EXTRACT PROVIDED:
____________________
/spider

Web crawler implementation.

Primary LanguageTypeScript

🕷️ Spider

Web crawler implementation (learning exercise). Could be improved in many ways: missing connection pooling, automated performance tests & more.

demo

First-time setup

# This will start kafka, elastic search and redis.
docker-compose up -d

yarn
yarn db:reset
yarn start

Tasks

Task Description
start Starts the CLI
start:watch Starts the CLI and watches for changes
db:reset Resets elastic search data/index to its initial state
lint Lints the code using eslint
test Runs the unit/integration tests
test --watch Runs the tests in watch mode

Architecture overview

This architecture diagram is still a WIP and is subject to change.

architecture

Components

  • Redis: used for caching which pages have been visited
  • ElasticSearch: used to persist & index the crawled documents
  • Kafka: used as a message queue for distributing work (a.k.a pages that need to be crawled) between multiple consumers.
  • Crawling agent: performs HTTP requests to the target URL(s), parses the response and adds child links to a Kafka queue, so linked pages can also be crawled. Caches visited pages in Redis (in order speed things up and to prevent cycles) and index the parsed information in ElasticSearch.
____________________
DATA LINES:
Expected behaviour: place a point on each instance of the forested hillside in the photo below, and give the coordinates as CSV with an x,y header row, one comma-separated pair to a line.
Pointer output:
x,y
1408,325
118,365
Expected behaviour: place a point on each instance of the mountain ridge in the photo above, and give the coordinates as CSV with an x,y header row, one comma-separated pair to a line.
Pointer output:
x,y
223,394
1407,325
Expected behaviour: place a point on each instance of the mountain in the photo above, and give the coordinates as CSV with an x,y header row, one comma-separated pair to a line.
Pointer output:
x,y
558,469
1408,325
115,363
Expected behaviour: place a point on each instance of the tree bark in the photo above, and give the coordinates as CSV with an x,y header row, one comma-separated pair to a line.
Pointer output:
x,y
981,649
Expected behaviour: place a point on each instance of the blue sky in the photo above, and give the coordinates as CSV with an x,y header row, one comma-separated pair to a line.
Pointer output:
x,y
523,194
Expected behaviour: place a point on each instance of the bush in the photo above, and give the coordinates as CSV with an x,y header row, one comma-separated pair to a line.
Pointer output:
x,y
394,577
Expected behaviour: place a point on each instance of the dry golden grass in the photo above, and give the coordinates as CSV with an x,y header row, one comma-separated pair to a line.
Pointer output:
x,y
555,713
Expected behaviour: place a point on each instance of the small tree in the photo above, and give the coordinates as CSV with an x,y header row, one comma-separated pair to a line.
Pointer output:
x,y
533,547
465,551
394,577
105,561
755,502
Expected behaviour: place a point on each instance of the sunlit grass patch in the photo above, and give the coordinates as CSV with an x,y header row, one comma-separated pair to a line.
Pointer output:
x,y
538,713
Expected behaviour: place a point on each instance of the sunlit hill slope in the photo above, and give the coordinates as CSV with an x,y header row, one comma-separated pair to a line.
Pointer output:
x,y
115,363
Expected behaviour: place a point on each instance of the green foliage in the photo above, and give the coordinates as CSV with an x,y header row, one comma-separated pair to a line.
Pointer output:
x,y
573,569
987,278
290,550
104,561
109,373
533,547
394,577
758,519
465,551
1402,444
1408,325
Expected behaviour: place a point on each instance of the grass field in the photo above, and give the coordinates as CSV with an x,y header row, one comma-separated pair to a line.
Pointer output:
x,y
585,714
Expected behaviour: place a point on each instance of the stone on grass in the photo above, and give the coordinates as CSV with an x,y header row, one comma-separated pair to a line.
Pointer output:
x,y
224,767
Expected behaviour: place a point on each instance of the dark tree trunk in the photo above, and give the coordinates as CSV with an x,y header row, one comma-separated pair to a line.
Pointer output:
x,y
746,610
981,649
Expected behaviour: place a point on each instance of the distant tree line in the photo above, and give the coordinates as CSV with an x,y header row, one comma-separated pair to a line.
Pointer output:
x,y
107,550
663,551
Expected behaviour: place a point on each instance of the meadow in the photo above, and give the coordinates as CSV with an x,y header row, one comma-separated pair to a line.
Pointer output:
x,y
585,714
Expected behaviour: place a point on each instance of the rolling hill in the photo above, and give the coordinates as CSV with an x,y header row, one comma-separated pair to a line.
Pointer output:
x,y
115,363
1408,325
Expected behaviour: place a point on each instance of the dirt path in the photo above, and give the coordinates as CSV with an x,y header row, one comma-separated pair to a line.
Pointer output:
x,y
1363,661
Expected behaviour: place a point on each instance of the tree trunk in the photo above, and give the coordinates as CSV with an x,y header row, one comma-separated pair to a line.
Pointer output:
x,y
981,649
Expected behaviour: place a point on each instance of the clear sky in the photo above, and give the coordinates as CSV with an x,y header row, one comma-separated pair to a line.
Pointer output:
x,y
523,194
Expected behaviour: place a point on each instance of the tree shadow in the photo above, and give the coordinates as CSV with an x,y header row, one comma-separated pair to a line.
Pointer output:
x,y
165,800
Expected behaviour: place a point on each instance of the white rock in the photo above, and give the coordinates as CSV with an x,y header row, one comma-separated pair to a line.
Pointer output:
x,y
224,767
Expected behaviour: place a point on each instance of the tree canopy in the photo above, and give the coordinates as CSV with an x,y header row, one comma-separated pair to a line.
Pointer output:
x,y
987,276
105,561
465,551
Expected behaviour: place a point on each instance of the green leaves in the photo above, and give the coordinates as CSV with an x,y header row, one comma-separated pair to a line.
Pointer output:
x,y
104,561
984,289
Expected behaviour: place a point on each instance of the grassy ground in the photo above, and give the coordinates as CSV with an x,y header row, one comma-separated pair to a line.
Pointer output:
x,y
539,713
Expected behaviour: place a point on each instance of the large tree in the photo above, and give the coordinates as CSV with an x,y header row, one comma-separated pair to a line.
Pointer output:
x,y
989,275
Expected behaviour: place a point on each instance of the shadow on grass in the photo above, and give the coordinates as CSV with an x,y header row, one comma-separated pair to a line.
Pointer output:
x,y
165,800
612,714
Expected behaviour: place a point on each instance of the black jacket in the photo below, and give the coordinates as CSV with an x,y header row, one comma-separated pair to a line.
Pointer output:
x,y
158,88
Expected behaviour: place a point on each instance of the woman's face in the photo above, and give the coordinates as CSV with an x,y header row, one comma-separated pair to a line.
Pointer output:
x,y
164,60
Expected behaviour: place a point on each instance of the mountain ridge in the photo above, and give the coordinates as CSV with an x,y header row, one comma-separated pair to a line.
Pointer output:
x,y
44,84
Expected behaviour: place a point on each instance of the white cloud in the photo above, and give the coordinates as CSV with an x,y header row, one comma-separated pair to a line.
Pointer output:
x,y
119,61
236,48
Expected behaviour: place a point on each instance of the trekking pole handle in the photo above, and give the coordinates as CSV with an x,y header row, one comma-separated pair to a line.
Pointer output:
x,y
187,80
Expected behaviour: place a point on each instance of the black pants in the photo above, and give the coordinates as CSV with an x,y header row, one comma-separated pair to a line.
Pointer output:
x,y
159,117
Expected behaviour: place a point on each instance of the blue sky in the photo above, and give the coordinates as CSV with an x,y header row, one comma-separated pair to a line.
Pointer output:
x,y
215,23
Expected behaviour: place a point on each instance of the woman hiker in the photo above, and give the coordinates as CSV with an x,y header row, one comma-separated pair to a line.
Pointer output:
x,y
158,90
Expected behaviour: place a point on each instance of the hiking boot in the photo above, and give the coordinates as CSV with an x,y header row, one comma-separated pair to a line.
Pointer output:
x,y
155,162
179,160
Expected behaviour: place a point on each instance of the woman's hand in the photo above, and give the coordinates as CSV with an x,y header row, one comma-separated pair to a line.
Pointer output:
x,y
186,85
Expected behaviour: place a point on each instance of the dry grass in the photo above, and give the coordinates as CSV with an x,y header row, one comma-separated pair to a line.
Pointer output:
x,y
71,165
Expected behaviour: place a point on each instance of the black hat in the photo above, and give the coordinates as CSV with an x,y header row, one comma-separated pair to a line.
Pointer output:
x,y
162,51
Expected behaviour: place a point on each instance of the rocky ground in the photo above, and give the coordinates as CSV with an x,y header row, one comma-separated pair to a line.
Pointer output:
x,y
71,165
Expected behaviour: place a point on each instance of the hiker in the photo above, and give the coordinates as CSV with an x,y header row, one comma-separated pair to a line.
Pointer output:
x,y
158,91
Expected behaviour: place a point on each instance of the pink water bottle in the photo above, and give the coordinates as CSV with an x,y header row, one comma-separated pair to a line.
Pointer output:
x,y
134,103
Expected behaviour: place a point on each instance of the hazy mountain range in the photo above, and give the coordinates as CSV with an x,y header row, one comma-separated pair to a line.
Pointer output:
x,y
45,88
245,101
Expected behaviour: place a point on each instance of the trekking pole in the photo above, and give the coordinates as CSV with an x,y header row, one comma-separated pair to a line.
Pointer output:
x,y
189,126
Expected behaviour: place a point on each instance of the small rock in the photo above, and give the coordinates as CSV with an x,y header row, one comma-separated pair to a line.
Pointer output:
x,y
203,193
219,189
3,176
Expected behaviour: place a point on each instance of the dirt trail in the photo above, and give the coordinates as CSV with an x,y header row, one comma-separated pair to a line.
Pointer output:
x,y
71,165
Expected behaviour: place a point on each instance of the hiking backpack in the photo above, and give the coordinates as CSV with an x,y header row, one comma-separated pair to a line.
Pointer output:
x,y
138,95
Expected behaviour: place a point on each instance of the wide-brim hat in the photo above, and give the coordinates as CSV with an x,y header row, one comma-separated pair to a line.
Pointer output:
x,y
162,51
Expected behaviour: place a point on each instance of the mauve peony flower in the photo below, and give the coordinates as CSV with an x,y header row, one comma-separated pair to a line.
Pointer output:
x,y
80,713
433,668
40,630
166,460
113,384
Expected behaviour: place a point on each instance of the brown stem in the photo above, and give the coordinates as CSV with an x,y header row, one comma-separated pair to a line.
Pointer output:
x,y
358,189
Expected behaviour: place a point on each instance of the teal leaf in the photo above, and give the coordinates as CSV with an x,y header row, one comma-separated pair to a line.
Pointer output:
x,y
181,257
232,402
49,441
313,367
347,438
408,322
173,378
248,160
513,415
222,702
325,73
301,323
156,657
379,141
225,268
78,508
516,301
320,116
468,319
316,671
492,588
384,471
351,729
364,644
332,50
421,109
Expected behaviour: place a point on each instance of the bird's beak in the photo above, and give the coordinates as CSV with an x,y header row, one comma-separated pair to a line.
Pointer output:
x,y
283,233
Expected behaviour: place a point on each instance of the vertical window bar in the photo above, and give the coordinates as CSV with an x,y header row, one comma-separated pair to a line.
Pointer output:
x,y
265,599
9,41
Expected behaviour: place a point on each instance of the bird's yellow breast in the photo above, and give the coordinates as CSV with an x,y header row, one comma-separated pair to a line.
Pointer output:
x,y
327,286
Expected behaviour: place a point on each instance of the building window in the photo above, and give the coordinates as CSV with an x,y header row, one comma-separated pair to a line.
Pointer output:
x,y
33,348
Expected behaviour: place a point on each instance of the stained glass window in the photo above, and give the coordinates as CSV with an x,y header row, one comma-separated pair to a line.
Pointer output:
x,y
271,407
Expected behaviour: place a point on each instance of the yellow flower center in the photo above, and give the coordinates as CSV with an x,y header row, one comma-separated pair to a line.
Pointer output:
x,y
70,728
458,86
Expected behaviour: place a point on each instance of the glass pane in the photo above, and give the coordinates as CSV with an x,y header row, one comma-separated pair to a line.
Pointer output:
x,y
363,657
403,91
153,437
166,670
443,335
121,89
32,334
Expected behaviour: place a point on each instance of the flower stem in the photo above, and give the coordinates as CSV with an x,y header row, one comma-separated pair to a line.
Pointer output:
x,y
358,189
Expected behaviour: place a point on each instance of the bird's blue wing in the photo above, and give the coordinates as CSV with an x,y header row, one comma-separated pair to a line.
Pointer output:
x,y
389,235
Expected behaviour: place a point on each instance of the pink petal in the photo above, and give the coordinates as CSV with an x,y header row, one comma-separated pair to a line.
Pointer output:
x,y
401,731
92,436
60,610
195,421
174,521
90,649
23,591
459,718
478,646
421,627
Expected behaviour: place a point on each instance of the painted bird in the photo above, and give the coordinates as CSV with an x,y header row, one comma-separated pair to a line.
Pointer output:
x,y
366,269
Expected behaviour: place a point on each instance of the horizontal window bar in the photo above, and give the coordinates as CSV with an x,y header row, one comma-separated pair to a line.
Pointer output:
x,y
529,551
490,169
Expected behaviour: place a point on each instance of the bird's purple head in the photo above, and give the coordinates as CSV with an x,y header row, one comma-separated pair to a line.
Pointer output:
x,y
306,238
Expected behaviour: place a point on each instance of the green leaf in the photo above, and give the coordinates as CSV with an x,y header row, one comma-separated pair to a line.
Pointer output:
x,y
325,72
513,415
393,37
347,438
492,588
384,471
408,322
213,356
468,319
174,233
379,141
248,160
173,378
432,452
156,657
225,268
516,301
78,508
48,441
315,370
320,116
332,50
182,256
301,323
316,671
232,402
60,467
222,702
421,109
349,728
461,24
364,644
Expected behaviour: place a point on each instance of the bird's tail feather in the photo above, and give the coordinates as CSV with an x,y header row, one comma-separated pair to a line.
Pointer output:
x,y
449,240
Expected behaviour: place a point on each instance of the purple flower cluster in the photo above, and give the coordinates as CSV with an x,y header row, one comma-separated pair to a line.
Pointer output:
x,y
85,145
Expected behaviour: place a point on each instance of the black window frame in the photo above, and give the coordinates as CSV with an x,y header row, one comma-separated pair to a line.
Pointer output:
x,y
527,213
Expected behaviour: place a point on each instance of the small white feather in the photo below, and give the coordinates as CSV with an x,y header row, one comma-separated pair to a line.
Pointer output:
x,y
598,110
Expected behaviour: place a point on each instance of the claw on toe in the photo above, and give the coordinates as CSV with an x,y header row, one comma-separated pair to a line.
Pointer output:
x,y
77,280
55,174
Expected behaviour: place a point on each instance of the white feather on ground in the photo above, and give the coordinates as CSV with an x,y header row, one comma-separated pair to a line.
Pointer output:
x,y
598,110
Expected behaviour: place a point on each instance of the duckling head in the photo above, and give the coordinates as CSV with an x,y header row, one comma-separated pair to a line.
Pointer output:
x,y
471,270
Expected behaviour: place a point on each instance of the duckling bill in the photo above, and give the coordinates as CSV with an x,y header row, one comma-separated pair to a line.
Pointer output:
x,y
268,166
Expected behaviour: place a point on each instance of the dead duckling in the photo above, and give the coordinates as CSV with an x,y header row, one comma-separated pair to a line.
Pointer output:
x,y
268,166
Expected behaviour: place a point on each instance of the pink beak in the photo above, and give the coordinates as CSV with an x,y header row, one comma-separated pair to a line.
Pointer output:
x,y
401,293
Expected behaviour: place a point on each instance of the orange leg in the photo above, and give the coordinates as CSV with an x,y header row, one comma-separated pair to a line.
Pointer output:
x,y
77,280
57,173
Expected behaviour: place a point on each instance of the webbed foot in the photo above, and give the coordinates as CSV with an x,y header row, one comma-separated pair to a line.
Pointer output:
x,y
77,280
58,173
____________________
WRITTEN PROBLEM:
Reproduce the part of the web crawler README that begins at the words "Primary LanguageTypeScript" and stops after "tests & more.", word for word. Rely only on the web crawler README for what comes next.

EXERCISE ANSWER:
Primary LanguageTypeScript

🕷️ Spider

Web crawler implementation (learning exercise). Could be improved in many ways: missing connection pooling, automated performance tests & more.